(Records to use Opens)

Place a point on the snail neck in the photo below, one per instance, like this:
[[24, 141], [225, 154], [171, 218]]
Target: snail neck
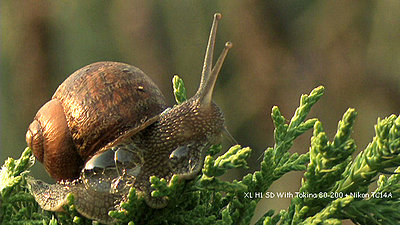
[[183, 124]]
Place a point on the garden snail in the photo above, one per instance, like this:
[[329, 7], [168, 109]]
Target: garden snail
[[108, 120]]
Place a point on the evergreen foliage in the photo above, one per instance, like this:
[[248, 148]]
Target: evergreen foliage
[[334, 188]]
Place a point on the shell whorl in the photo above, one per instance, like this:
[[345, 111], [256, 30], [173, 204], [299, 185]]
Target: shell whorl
[[103, 100]]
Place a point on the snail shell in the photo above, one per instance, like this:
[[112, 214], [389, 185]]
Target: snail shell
[[91, 108], [113, 119]]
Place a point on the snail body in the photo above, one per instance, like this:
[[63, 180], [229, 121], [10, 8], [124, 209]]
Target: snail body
[[113, 131]]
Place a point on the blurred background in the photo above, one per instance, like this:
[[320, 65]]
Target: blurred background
[[282, 49]]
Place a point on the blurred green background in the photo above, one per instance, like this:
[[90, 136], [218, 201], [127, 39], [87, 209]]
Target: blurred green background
[[281, 50]]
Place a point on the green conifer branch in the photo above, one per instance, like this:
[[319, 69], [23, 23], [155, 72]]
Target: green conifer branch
[[210, 200]]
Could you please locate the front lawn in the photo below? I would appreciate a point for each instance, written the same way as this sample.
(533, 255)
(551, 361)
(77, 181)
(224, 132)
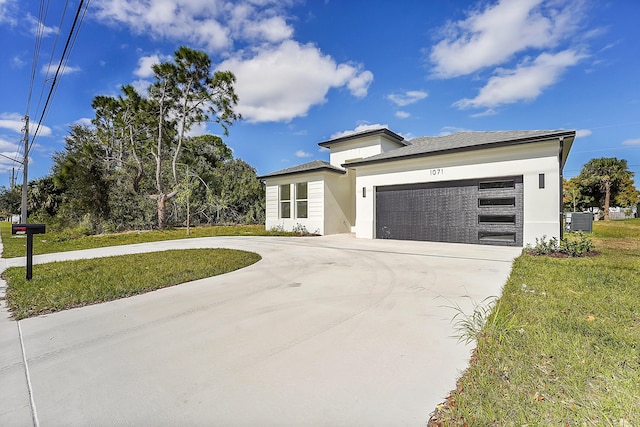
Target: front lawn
(62, 285)
(564, 347)
(70, 240)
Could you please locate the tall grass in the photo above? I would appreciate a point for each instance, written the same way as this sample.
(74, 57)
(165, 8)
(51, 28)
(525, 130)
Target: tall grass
(574, 359)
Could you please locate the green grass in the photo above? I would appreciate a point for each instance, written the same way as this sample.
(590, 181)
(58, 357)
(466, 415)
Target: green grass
(564, 348)
(51, 242)
(63, 285)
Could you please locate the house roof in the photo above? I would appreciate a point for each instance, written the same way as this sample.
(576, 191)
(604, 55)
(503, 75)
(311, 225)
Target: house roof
(382, 131)
(315, 166)
(462, 141)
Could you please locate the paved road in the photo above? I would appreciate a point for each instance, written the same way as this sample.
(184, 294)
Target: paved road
(332, 331)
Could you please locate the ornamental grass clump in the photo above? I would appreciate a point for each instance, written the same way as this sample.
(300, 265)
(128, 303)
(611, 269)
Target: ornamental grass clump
(576, 245)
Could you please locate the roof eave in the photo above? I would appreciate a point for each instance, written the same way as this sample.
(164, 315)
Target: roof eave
(320, 169)
(519, 141)
(397, 138)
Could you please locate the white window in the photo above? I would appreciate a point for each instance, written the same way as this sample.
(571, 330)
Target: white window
(285, 201)
(301, 200)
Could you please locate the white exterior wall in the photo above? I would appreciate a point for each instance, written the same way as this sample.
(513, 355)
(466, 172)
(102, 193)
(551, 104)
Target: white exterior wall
(339, 201)
(541, 211)
(314, 222)
(359, 149)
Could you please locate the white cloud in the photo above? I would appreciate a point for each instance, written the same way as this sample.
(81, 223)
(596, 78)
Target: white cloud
(486, 113)
(141, 86)
(282, 82)
(211, 24)
(38, 27)
(7, 146)
(359, 84)
(360, 128)
(15, 122)
(50, 69)
(493, 35)
(524, 83)
(145, 63)
(83, 122)
(407, 98)
(8, 12)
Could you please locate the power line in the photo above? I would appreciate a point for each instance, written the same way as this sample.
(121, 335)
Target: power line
(63, 61)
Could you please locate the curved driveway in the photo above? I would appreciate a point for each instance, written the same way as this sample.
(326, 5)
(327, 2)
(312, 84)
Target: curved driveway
(332, 331)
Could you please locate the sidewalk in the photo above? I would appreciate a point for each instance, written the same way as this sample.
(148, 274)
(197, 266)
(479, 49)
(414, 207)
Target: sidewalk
(15, 406)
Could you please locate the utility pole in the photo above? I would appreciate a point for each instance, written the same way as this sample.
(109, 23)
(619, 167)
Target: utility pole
(25, 162)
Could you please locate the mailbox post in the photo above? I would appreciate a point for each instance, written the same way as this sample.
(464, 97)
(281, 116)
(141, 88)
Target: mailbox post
(29, 230)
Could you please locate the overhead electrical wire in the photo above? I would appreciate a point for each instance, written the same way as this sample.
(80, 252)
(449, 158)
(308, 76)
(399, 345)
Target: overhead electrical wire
(62, 64)
(64, 58)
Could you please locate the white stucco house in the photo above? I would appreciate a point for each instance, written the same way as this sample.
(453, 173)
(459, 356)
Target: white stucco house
(501, 188)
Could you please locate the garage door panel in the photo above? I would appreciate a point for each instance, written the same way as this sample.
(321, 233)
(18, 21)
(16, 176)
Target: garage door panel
(485, 211)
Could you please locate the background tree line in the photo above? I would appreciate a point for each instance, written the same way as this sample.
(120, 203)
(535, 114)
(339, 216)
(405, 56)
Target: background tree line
(136, 167)
(602, 183)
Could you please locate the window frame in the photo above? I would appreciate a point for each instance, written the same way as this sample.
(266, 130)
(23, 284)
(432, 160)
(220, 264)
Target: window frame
(282, 201)
(302, 201)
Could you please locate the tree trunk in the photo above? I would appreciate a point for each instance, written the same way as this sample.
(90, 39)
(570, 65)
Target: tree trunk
(607, 199)
(162, 211)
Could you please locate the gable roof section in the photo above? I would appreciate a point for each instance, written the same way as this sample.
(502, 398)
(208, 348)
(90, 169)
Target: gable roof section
(382, 131)
(315, 166)
(462, 141)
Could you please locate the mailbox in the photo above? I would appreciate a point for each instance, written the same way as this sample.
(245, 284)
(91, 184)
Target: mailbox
(27, 228)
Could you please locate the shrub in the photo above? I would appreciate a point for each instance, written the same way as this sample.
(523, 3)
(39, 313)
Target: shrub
(573, 246)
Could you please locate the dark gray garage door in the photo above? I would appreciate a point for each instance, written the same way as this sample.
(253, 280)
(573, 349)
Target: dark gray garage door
(486, 211)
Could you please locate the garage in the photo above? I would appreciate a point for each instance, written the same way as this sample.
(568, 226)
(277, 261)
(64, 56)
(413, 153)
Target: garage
(480, 211)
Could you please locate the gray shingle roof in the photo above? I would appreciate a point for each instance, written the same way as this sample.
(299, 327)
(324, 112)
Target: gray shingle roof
(314, 166)
(462, 141)
(380, 131)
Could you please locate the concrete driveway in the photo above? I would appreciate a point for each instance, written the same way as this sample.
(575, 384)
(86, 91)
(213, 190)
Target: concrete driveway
(331, 331)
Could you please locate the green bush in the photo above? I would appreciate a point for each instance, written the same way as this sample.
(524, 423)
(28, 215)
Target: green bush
(574, 246)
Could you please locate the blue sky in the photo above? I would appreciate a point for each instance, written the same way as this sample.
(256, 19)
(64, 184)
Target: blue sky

(Records to use Closes)

Exercise ::
Leave the pictures aside and give every entry above again word for word.

Result below ::
Place a point on the snail neck in the photo below, one per instance, like this:
[[24, 141], [225, 154], [171, 218]]
Target: snail neck
[[183, 124]]
Place a point on the garden snail in the photo above, one per instance, like this:
[[329, 7], [168, 109]]
Target: garden snail
[[108, 120]]
Place a point on the evergreen foliage in the photo above, one per instance, like this:
[[248, 148]]
Target: evergreen foliage
[[334, 188]]
Place a point on the shell whorl in the photo above, one per instance, like this:
[[345, 111], [256, 30], [173, 204], [299, 185]]
Target: shell whorl
[[103, 100]]
Place a point on the snail shell in the photo above, one per instance, like this:
[[112, 214], [389, 185]]
Target: snail shell
[[91, 108], [113, 119]]
Place a point on the snail body in the photo above, one per instance, like this:
[[63, 180], [229, 121], [10, 8], [124, 209]]
Target: snail body
[[113, 131]]
Place a point on the blurred background in the photo above, one per instance, like this:
[[320, 65]]
Target: blurred background
[[282, 49]]
Place a point on the blurred green background in the photo above, one per instance, like this:
[[90, 136], [218, 201], [127, 39], [87, 209]]
Target: blurred green background
[[281, 50]]
Place a point on the green conifer branch in the photo above, one per instance, like this:
[[319, 69], [23, 23], [155, 72]]
Target: green conifer branch
[[210, 200]]
Could you please locate the front lawn in the photo below? I would appreciate a point for each instance, written the same way as this sample.
(533, 255)
(551, 361)
(77, 181)
(224, 132)
Target: front lawn
(62, 285)
(564, 347)
(70, 240)
Could you please locate the tall grass in the photo above? I would appreciate a point for each instance, written the same way as this sample.
(74, 57)
(165, 8)
(51, 28)
(525, 130)
Target: tall grass
(574, 359)
Could you please locate the green grass in the photo above? I would appreciate a point for each instance, written the same way as this sample.
(590, 181)
(58, 357)
(466, 415)
Target: green grass
(564, 348)
(51, 242)
(63, 285)
Could you please locate the house roof in the photo above? I would appreciate a point for each instance, written the same way as this sample.
(576, 191)
(604, 55)
(503, 75)
(311, 225)
Target: house roof
(382, 131)
(315, 166)
(462, 141)
Could you please locate the paved road in the photo above? I would appreciate a point for each instance, written the same way as this sample.
(184, 294)
Target: paved road
(332, 331)
Could you please locate the ornamental grass clump in the photo above? I would appreciate a point for each instance, written the same way as this sample.
(300, 265)
(128, 303)
(611, 269)
Target: ornamental grass clump
(576, 245)
Could you please locate the roof eave in the photo above? I would appreciate a point for each instance, written the same way as this sample.
(164, 315)
Target: roof eave
(320, 169)
(519, 141)
(397, 138)
Could you please locate the white window in the photo above? I would appreciate a point for each instance, written the same way as this sample.
(571, 330)
Target: white window
(285, 201)
(301, 200)
Could you please locate the white exterior wall in the photo above? I would appreciate a point for each instance, written the same way as this sample.
(513, 355)
(466, 172)
(102, 193)
(551, 104)
Target: white exterior wall
(339, 201)
(541, 211)
(314, 222)
(359, 149)
Could you please locate the white cloud in the photo above? I would appreciate a point for each instance, written the same way as this sample.
(81, 223)
(596, 78)
Target: white cloud
(486, 113)
(141, 86)
(282, 82)
(211, 24)
(38, 27)
(7, 146)
(359, 84)
(360, 128)
(15, 122)
(50, 69)
(493, 35)
(524, 83)
(145, 63)
(83, 122)
(407, 98)
(8, 12)
Could you please locate the power line in the photo above? I would appreciate a point for each instance, written the same way as this sample.
(121, 335)
Target: power line
(63, 61)
Could you please locate the curved driveway in the photo above? I would appreciate a point for each instance, written the same way as this sample.
(326, 5)
(327, 2)
(312, 84)
Target: curved driveway
(332, 331)
Could you please locate the sidewalk in the photo above? I would appreciate a point for each instance, written the same way as this sample.
(148, 274)
(197, 266)
(479, 49)
(414, 207)
Target: sidewalk
(15, 406)
Could you please locate the utility pole in the photo above? I would appreciate a point for each instance, written the same way as this sample.
(109, 23)
(619, 167)
Target: utility pole
(25, 162)
Could you please locate the mailbox post in the photo above? I would appreciate a point for each instance, written the same way as this sample.
(464, 97)
(281, 116)
(141, 88)
Target: mailbox post
(29, 230)
Could you please locate the overhead electrical wire in the photo above? I would appreciate a point for each instance, written the same way as this sample.
(80, 252)
(449, 158)
(308, 76)
(399, 345)
Target: overhead electrical wire
(62, 64)
(64, 58)
Could you please locate the white stucco house in the photo above? I would appreciate a point for each instance, written the same way as this sample.
(453, 173)
(459, 356)
Target: white stucco house
(501, 188)
Could you please locate the garage door panel in the photo above? I would appreciate a point for each instance, written the same way as this sample.
(321, 233)
(18, 21)
(16, 176)
Target: garage door panel
(485, 211)
Could you please locate the background tree line in the photo above? I would appreciate a point for each instance, written the same way as this sample.
(120, 203)
(535, 114)
(339, 216)
(405, 56)
Target: background tree line
(136, 167)
(602, 183)
Could you please locate the window frame in the photo above? I would appreciate a point for each instance, written the same way as this sample.
(266, 130)
(23, 284)
(432, 160)
(220, 264)
Target: window frame
(282, 201)
(302, 201)
Could you please locate the tree trunk in the photo above? I would appreciate a point for each instance, written the same way as this sample.
(90, 39)
(570, 65)
Target: tree trunk
(607, 199)
(162, 211)
Could you please locate the gable roof section in the photo above? I would appreciate a point for each instance, written the same way as this sample.
(502, 398)
(208, 348)
(90, 169)
Target: gable roof section
(382, 131)
(315, 166)
(462, 141)
Could you please locate the mailbox in the photo above? I would appreciate a point for each instance, written the same way as this sample.
(245, 284)
(91, 184)
Target: mailbox
(27, 228)
Could you please locate the shrub in the photo above? I would appreciate a point for each instance, written the same way as this sample.
(523, 3)
(39, 313)
Target: shrub
(573, 246)
Could you please locate the dark gray garage door in the photo above? I would appreciate a point for each instance, written the same way as this sample.
(253, 280)
(573, 349)
Target: dark gray garage door
(486, 211)
Could you please locate the garage in the photo above? I would appreciate a point for each instance, written the same way as this sample.
(568, 226)
(277, 261)
(64, 56)
(413, 153)
Target: garage
(480, 211)
Could you please locate the gray shingle roof in the photo above? I would appreciate a point for each instance, written the same way as this sample.
(299, 327)
(324, 112)
Target: gray shingle roof
(314, 166)
(462, 141)
(380, 131)
Could you please locate the concrete driveway in the photo above? I would appreciate a point for each instance, written the same way as this sample.
(575, 384)
(86, 91)
(213, 190)
Target: concrete driveway
(331, 331)
Could you please locate the green bush in the photo above? I would appreciate a point for each instance, written the same way as this sample.
(524, 423)
(28, 215)
Target: green bush
(574, 246)
Could you please locate the blue sky in the photo above? I would appreciate a point for each instance, written the same way as this sample.
(256, 19)
(64, 184)
Target: blue sky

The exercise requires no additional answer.